Starting at the beginning of the data and going on through the line with "254], [27, 388]]", write out every line again, not only the answers, and shift each coordinate in the answers by adding -143 while leaving every other number unchanged. Leave the pictures out of your answer.

Outline labeling records -
▽

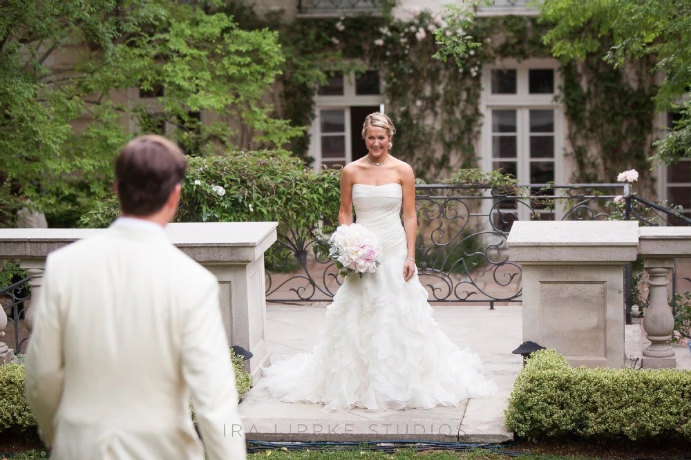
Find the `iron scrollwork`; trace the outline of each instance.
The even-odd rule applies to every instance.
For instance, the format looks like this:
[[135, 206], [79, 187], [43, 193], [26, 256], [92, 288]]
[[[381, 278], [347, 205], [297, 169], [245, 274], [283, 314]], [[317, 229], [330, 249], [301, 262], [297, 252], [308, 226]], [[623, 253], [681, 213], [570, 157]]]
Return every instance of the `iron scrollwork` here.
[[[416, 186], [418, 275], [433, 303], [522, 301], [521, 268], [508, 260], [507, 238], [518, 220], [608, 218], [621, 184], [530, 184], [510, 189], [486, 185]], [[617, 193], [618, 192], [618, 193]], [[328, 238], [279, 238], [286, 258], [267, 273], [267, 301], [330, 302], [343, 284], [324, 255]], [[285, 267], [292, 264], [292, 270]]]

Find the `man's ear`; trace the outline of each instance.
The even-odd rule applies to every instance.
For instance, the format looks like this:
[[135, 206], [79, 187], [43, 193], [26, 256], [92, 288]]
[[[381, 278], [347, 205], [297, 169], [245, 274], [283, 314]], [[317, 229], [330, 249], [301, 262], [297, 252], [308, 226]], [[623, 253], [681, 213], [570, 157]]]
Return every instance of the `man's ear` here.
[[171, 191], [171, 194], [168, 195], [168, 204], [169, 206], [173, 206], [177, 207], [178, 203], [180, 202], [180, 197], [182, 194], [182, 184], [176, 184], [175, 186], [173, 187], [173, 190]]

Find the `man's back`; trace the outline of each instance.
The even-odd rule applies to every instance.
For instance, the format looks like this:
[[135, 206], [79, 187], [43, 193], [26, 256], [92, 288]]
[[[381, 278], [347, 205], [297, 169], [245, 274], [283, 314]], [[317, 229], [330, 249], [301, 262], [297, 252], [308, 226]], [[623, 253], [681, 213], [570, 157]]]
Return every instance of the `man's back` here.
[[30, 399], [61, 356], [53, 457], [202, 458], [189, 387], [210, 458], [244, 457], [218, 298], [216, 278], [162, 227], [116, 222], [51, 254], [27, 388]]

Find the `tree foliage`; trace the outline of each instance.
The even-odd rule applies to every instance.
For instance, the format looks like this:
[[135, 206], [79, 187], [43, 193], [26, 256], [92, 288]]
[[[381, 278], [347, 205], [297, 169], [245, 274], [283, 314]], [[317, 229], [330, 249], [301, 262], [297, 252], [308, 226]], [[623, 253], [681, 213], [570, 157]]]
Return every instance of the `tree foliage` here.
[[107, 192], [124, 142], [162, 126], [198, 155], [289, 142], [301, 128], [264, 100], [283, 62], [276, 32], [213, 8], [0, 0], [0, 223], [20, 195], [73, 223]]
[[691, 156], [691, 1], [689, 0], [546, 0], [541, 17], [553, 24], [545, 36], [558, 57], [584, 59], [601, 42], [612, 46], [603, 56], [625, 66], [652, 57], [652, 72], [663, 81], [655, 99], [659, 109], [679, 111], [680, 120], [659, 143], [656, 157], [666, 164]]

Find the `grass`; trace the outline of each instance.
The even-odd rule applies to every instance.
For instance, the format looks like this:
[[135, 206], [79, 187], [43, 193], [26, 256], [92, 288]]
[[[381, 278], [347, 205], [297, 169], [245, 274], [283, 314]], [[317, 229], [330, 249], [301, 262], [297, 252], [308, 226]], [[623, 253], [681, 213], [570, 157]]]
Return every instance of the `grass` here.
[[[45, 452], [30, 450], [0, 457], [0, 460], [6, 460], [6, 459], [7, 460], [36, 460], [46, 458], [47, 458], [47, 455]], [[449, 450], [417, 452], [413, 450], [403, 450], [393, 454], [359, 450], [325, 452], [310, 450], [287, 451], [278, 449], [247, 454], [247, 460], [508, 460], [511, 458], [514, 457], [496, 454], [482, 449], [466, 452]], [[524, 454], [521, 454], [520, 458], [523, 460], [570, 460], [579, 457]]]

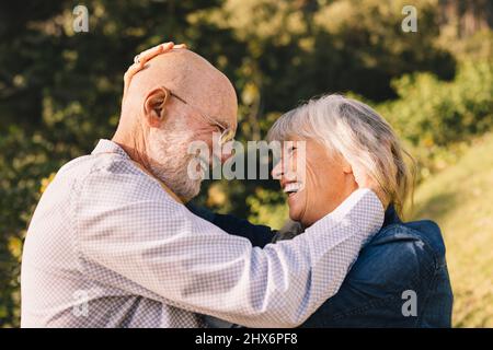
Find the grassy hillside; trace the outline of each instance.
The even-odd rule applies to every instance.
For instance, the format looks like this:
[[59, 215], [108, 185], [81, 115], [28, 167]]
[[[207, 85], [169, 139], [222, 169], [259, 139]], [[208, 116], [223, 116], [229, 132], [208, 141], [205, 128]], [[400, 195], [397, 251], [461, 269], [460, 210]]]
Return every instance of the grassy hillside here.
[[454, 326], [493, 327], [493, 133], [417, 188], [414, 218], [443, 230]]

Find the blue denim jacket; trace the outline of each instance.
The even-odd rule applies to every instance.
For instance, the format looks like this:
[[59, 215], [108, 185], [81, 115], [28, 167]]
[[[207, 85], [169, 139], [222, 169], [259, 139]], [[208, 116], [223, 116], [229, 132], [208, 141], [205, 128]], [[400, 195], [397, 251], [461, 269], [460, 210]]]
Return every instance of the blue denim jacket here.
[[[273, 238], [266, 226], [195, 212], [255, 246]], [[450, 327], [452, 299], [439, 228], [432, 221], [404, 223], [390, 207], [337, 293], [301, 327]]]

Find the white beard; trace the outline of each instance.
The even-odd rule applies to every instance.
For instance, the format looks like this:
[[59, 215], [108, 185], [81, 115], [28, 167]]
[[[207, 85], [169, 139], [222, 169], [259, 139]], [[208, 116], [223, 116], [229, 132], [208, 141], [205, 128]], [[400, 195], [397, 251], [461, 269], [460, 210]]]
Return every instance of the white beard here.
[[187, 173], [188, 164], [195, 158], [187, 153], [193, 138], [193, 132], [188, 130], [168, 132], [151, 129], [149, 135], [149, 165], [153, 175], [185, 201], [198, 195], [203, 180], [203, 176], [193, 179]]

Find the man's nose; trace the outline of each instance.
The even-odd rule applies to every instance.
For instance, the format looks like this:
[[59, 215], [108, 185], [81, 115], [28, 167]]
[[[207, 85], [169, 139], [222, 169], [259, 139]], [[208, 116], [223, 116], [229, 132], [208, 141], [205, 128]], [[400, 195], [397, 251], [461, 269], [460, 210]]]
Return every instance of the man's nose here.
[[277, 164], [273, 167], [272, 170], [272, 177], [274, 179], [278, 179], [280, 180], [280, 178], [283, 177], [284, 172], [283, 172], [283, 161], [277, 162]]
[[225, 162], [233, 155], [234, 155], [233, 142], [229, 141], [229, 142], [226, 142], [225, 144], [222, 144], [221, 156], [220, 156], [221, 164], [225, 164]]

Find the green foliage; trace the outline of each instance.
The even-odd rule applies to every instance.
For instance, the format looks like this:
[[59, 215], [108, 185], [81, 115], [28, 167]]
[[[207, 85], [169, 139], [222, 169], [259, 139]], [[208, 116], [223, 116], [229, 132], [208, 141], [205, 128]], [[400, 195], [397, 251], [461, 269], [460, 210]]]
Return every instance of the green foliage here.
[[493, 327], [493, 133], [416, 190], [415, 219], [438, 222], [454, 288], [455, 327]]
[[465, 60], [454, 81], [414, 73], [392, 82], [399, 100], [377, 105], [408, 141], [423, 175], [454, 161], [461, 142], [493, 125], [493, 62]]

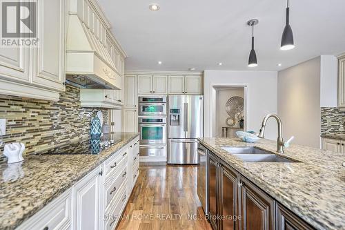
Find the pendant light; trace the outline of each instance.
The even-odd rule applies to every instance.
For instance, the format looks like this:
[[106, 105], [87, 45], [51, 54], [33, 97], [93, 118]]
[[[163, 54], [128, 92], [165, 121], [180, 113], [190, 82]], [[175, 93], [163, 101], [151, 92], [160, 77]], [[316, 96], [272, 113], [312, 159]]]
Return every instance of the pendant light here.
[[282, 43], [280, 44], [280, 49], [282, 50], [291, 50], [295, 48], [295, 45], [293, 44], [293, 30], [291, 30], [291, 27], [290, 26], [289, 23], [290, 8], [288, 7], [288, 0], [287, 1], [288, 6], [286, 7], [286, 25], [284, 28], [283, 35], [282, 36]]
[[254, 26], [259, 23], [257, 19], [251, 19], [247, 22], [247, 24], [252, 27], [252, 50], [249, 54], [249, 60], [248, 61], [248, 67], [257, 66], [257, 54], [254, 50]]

△

Final result -
Find the `iron scrollwork`; trace the outline of each instance.
The even-odd rule applies to every instance.
For instance, the format looks like this:
[[135, 206], [79, 187], [43, 193], [26, 256], [92, 288]]
[[[381, 278], [347, 205], [297, 169], [245, 274], [283, 314]], [[317, 229], [330, 249], [301, 262], [297, 252], [308, 226]], [[623, 253], [681, 213], [570, 157]]]
Return every instance of the `iron scrollwork` here.
[[[273, 43], [275, 132], [290, 160], [379, 158], [378, 125], [365, 117], [364, 95], [375, 77], [465, 75], [478, 41], [387, 41], [367, 46], [343, 42]], [[474, 50], [475, 49], [475, 50]], [[185, 95], [136, 95], [143, 115], [124, 130], [124, 158], [187, 159], [200, 141], [181, 112]], [[142, 124], [149, 121], [149, 127]]]

Find the `man's ear`; trace the outline of each instance.
The even-odd rule applies to every instance.
For instance, the format looks like this:
[[135, 206], [79, 187], [43, 193], [26, 256], [92, 288]]
[[[381, 278], [347, 205], [297, 169], [245, 274], [283, 314]], [[317, 229], [330, 249], [301, 262], [297, 252], [308, 226]], [[623, 253], [681, 213], [570, 157]]]
Return every instance of the `man's ear` here.
[[28, 48], [28, 51], [25, 52], [25, 61], [26, 63], [30, 63], [34, 64], [35, 60], [37, 59], [37, 54], [39, 51], [39, 41], [33, 41], [32, 43], [30, 44], [30, 47]]

Find the `man's back`; trace the outline of each instance.
The even-odd rule applies to every instance.
For instance, the format looks like this:
[[135, 206], [79, 187], [43, 193], [26, 256], [92, 288]]
[[[381, 278], [347, 205], [297, 169], [245, 274], [283, 314]], [[317, 229], [330, 249], [301, 262], [297, 252], [308, 226]], [[623, 253], [681, 213], [570, 157]]]
Return every instance of the `man's back` here.
[[-113, 256], [-82, 213], [-90, 314], [59, 315], [46, 244], [67, 315], [101, 314], [75, 155], [73, 135], [19, 84], [-27, 79], [-92, 111], [-116, 245]]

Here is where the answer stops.